> _EXERCISE INPUT_:
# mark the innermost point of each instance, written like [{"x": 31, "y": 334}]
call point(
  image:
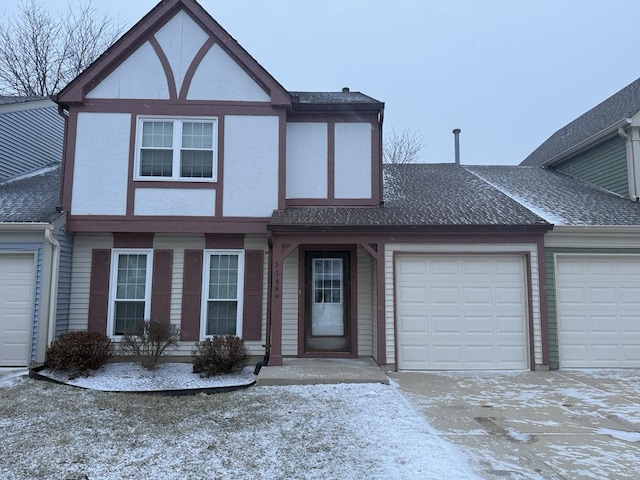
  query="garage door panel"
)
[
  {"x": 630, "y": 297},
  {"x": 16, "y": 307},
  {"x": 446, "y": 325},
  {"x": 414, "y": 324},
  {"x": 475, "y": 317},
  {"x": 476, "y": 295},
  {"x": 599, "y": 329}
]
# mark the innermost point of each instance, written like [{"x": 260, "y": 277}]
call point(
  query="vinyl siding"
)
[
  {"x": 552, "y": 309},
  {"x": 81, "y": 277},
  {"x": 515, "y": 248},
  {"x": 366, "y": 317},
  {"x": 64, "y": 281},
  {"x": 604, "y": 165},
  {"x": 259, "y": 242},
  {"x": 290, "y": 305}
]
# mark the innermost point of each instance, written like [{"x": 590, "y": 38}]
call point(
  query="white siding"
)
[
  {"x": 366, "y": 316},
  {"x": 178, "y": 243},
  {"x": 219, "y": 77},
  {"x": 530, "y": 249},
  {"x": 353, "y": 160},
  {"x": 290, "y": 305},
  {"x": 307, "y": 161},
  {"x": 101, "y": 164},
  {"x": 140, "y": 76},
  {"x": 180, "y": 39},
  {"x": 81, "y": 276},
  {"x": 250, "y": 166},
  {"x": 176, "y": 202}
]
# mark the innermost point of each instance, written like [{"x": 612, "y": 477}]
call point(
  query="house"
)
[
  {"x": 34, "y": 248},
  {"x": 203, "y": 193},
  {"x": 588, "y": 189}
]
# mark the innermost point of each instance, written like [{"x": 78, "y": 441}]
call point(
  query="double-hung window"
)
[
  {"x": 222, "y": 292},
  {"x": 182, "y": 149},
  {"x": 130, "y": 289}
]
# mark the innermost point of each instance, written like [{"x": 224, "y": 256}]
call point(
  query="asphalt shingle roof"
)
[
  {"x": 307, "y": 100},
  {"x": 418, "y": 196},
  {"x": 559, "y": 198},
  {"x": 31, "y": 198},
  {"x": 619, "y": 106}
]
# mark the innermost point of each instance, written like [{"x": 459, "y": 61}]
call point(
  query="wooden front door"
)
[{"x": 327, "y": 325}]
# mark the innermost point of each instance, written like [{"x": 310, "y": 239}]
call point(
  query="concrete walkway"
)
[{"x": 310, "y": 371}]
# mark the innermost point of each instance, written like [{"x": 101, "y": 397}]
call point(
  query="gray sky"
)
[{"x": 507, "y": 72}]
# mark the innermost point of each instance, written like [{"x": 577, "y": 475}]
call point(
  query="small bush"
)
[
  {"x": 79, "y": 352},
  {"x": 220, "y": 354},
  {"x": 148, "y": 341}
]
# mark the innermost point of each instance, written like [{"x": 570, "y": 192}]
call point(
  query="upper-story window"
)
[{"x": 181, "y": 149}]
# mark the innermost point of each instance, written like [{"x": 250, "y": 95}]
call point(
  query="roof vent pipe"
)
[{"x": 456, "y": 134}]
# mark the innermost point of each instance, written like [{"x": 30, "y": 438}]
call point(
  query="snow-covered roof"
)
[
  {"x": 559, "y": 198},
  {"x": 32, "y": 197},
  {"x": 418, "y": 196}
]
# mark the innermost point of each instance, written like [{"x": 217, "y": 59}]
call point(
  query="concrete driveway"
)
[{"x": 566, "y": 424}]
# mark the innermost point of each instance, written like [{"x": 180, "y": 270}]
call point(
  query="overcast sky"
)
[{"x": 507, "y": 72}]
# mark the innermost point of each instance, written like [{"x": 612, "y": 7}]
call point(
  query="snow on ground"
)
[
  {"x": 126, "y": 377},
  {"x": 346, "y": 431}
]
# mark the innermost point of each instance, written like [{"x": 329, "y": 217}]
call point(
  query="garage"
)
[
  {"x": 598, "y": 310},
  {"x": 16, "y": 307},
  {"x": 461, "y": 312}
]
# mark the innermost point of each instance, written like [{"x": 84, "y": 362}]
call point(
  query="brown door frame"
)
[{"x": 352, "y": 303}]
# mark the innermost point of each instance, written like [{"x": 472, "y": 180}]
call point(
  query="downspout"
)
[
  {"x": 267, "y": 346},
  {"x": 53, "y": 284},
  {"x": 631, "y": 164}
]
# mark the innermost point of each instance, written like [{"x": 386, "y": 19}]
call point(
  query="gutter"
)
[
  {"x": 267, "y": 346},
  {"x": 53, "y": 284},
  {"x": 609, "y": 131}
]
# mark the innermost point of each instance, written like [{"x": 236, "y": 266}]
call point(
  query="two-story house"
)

> _EXERCISE DESCRIPTION_:
In the records above, count the lines that contain the word "door" and state only that count.

> _ANSWER BELOW_:
3